▸ TASK TO COMPLETE
A complete answer retypes each of the records below precisely and includes none of the pictures.

Data records:
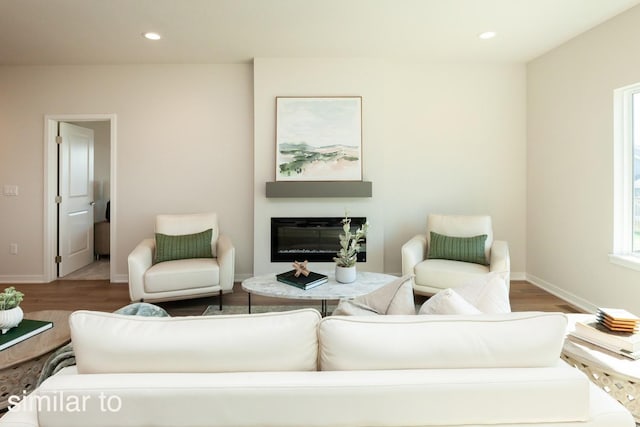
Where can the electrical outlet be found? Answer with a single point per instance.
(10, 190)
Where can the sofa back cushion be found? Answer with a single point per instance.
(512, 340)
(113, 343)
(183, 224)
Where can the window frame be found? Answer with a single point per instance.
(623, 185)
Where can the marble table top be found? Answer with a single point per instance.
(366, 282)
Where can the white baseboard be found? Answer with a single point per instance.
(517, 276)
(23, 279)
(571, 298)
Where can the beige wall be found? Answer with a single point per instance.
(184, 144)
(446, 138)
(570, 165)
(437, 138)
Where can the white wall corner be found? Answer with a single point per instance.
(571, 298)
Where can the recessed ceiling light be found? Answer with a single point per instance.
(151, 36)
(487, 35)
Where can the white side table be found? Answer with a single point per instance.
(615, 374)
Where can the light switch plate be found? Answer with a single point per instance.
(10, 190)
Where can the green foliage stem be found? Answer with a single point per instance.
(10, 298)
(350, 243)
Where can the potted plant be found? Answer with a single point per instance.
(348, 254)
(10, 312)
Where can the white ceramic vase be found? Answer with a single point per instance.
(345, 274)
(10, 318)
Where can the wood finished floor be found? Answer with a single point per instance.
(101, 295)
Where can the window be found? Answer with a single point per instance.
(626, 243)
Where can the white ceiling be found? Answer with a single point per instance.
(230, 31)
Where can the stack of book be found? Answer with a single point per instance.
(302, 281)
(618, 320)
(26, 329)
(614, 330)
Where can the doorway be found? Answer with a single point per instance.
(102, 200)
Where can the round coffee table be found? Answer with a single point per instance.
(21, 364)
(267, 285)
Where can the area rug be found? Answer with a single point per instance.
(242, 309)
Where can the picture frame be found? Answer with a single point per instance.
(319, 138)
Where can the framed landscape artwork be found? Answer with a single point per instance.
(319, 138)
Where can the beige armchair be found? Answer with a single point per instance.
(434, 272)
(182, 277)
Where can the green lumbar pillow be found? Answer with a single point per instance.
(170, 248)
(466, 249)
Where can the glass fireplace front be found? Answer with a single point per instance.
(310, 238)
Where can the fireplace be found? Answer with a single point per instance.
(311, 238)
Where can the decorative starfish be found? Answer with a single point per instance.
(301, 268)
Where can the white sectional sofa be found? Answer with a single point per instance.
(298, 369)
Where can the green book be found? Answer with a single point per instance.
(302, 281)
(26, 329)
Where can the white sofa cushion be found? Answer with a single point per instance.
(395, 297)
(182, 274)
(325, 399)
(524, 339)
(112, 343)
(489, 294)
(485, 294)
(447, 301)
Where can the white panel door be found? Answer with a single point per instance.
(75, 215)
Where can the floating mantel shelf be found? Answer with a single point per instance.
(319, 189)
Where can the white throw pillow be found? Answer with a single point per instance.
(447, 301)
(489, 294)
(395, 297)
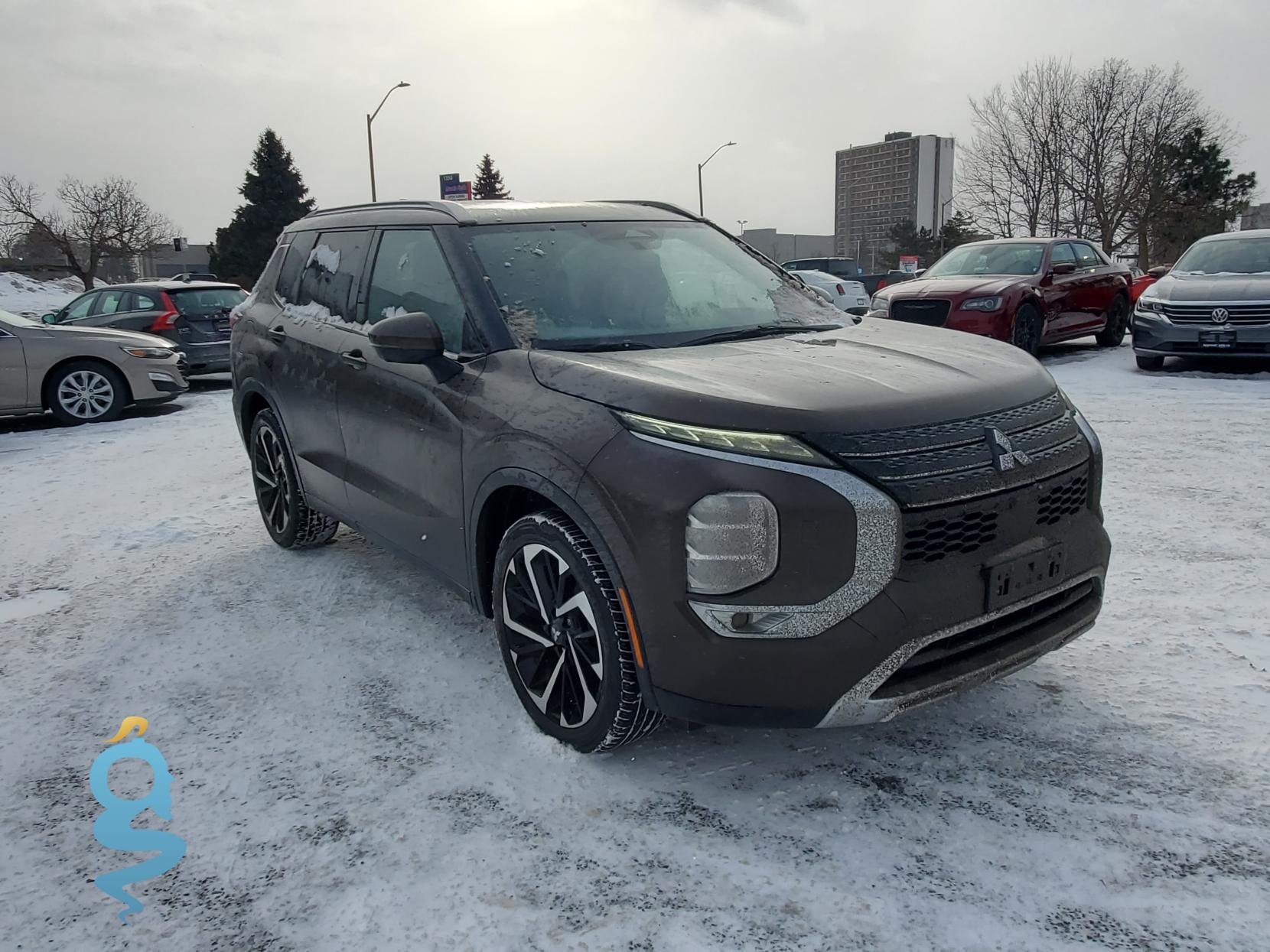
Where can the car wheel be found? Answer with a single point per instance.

▸ SOLUTION FOR THIS EXERCISE
Where can the electrical outlet be found? Answer with a single point per instance.
(10, 190)
Where can the sofa back cushion be found? Answer with a single point per instance.
(512, 340)
(113, 343)
(183, 224)
Where can the window frame be found? Answer with a single point per instance.
(623, 185)
Where can the marble table top be found? Answer with a single point per instance.
(366, 282)
Where can the white baseboard be found? Answer with a single point per instance.
(517, 276)
(23, 279)
(571, 298)
Where can the beige wall be found? Answer with a single point per instance.
(184, 144)
(446, 138)
(570, 165)
(437, 138)
Where can the white wall corner be found? Answer with a single point per instance.
(571, 298)
Where can the recessed ceiling light be found? Answer with a single point per instance.
(151, 36)
(487, 35)
Where can the white side table be found? Answer with a single point per instance.
(615, 374)
Where can the light switch plate be found? Answer with a single point per instance.
(10, 190)
Where can the green foliage stem be found? Answer with a single point per instance.
(10, 298)
(350, 243)
Where can the potted plant be found? Answer with a single point per instance.
(348, 254)
(10, 312)
Where can the white ceramic vase be found? Answer with a single point per instance.
(345, 274)
(10, 318)
Where can the wood finished floor be found? Answer with a single point per instance.
(101, 295)
Where can the window be found? Answer with a single point per instance.
(626, 243)
Where can the white ceiling be found? Answer with a single point per instance.
(230, 31)
Where can the stack of book be found? Answer with a single point per instance.
(302, 281)
(618, 320)
(26, 329)
(614, 330)
Where can the doorway be found? Answer with a single point per instance.
(102, 200)
Where can the round coffee table be found? Answer with a single point per instance.
(21, 364)
(267, 285)
Where can the area rug be found? Answer with a single point per instance.
(242, 309)
Where can the picture frame be found? Answer with a single point per instance.
(319, 138)
Where can the framed landscape artwork be found? Answer with a single point per instance.
(319, 138)
Where can the beige armchair be found? Answer with a single point per instance.
(434, 272)
(182, 277)
Where can the green lumbar pillow be found? Answer with a single point per instance.
(170, 248)
(466, 249)
Where can the glass fireplace front be found? Answer with a single point per instance.
(310, 238)
Where can the fireplace be found? Answer with a single point per instance.
(311, 238)
Where can the decorative starfish be found? Answer with a single point per instance.
(301, 268)
Where can the white sectional sofa be found? Answer with a single point per instance.
(298, 369)
Where can the green book be found? Answer with a single point per instance.
(302, 281)
(26, 329)
Where can the white sofa cushion be found? Answer with a single point per instance.
(395, 297)
(182, 274)
(325, 399)
(524, 339)
(112, 343)
(489, 294)
(485, 294)
(447, 301)
Where can the white panel door be found? Answer with a single point per instance.
(75, 215)
Where can the floating mantel shelf be found? Answer with a single point per instance.
(319, 189)
Where can the white throw pillow be found? Answer with a single point per instance.
(447, 301)
(489, 294)
(395, 297)
Where can the car wheel be found? Answer with a single point per instance.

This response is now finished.